AUFGABE A
Wie viele Abgeordnete stimmten laut dem Textauszug in der Schlussabstimmung mit Ja?
AUFGABE B
Gib aus dem Textauszug die Passage wortgetreu zurück, die mit den Worten "Die Abgeordneten der" einsetzt und nach den Worten "beschwerlich zu machen." endet.
AUFGABE C
Stimmen die folgenden Aussagen mit dem Textauszug überein? Antworte jeweils mit Ja oder Nein und zitiere die entscheidenden Worte wörtlich.
(i) Die FDP-Abgeordnete Linda Teuteberg enthielt sich der Stimme.
(ii) IT-Fachkräfte benötigen künftig in jedem Fall einen Hochschulabschluss.
(iii) Andrea Lindholz bezeichnete die Reform als «Mogelpackung».

TEXTAUSZUG
· · ·
Am Mittwoch hatte der Innenausschuss des Bundestages verschiedene Änderungen gegenüber dem Gesetzentwurf der Bundesregierung von März beschlossen, die auch einige der wesentlichen Kritikpunkte des DEHOGA aufgreifen.

Die Abgeordneten der Ampel-Fraktionen votierten in der namentlichen Schlussabstimmung nahezu geschlossen mit Ja. Lediglich die FDP-Abgeordnete Linda Teuteberg enthielt sich der Stimme. Die anwesenden Abgeordneten von Union und AfD stimmten laut Bundestagsverwaltung alle mit «Nein». In der Summe stimmten 388 Abgeordnete mit Ja. 242 Parlamentarier lehnten den Entwurf ab. 31 Abgeordnete enthielten sich.

Deutschland werde durch die Verabschiedung des Gesetzentwurfs «das modernste Einwanderungsrecht der Welt» bekommen, sagte Bundesinnenministerin Nancy Faeser (SPD). Der nächste Schritt müsse nun sein, «maßgeblich Bürokratie abzubauen», um den Weg nach Deutschland für qualifizierte Arbeitskräfte weniger beschwerlich zu machen.

Neu ist in dem Gesetzentwurf unter anderem die sogenannte Chancenkarte auf Basis eines Punktesystems. Zu den Kriterien, für die es Punkte gibt, gehören Sprachkenntnisse, Berufserfahrung, Alter und Deutschlandbezug. IT-Fachkräfte sollen künftig auch ohne Hochschulabschluss kommen dürfen, sofern sie bestimmte Qualifikationen nachweisen können. Leichter werden soll es auch für Asylbewerber, die vor dem 29. März 2023 eingereist sind, die eine qualifizierte Tätigkeit ausüben oder in Aussicht haben.

Die Reform sei eine «Mogelpackung», kritisierte die stellvertretende Vorsitzende der Unionsfraktion, Andrea Lindholz. Anstatt Fachkräften den Weg zu ebnen, werde das von Erwerbsmigranten eingeforderte Niveau, was Ausbildung und Sprache angeht, gesenkt. Mit ihrem neuen Punktesystem schaffe die Ampel-Koalition ein «Bürokratiemonster», sagte die CSU-Politikerin. Sie kritisierte außerdem Erleichterungen, von denen Ausreisepflichtige mit Qualifikation und Jobangebot profitieren sollen.

Lindholz sei ideologisch verbohrt, sagte Grünen-Fraktionsvize Konstantin von Notz. Die Möglichkeit eines «Spurwechsels» für Ausreisepflichtige diene auch dazu, diese «aus der staatlichen Abhängigkeit herauszulösen».
· · ·
Einträge aus einem Datensatz:
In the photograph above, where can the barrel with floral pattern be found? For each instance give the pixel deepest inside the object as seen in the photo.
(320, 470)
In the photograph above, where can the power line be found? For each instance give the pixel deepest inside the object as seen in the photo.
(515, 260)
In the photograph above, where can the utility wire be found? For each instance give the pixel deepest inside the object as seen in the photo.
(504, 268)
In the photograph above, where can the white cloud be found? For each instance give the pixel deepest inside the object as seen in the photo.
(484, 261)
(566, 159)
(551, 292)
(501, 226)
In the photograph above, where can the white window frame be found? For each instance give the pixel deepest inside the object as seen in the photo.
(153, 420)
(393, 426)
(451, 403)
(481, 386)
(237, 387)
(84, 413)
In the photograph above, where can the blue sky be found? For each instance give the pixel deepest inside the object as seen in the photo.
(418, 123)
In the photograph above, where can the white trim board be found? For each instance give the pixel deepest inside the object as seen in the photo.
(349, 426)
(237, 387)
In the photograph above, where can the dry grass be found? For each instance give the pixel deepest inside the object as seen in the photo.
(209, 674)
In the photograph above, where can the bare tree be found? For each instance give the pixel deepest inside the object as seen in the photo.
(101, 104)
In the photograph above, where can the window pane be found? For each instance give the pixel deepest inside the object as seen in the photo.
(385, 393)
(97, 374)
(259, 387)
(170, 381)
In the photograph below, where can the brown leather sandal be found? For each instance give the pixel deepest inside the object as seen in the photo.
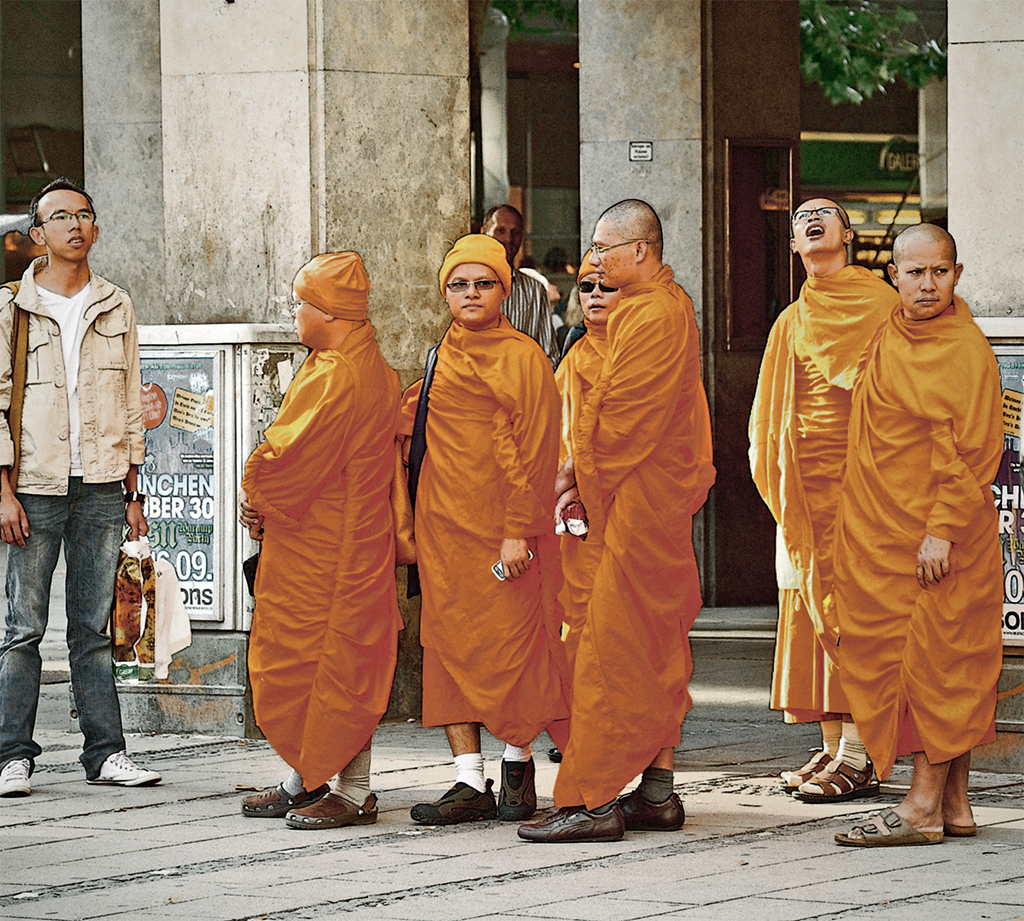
· · ·
LÖSUNG A
388 Abgeordnete stimmten mit Ja.

LÖSUNG B
Die Abgeordneten der Ampel-Fraktionen votierten in der namentlichen Schlussabstimmung nahezu geschlossen mit Ja. Lediglich die FDP-Abgeordnete Linda Teuteberg enthielt sich der Stimme. Die anwesenden Abgeordneten von Union und AfD stimmten laut Bundestagsverwaltung alle mit «Nein». In der Summe stimmten 388 Abgeordnete mit Ja. 242 Parlamentarier lehnten den Entwurf ab. 31 Abgeordnete enthielten sich.

Deutschland werde durch die Verabschiedung des Gesetzentwurfs «das modernste Einwanderungsrecht der Welt» bekommen, sagte Bundesinnenministerin Nancy Faeser (SPD). Der nächste Schritt müsse nun sein, «maßgeblich Bürokratie abzubauen», um den Weg nach Deutschland für qualifizierte Arbeitskräfte weniger beschwerlich zu machen.

LÖSUNG C
(i) Ja: „Lediglich die FDP-Abgeordnete Linda Teuteberg enthielt sich der Stimme.“
(ii) Nein: „IT-Fachkräfte sollen künftig auch ohne Hochschulabschluss kommen dürfen“
(iii) Ja: „Die Reform sei eine «Mogelpackung», kritisierte die stellvertretende Vorsitzende der Unionsfraktion, Andrea Lindholz.“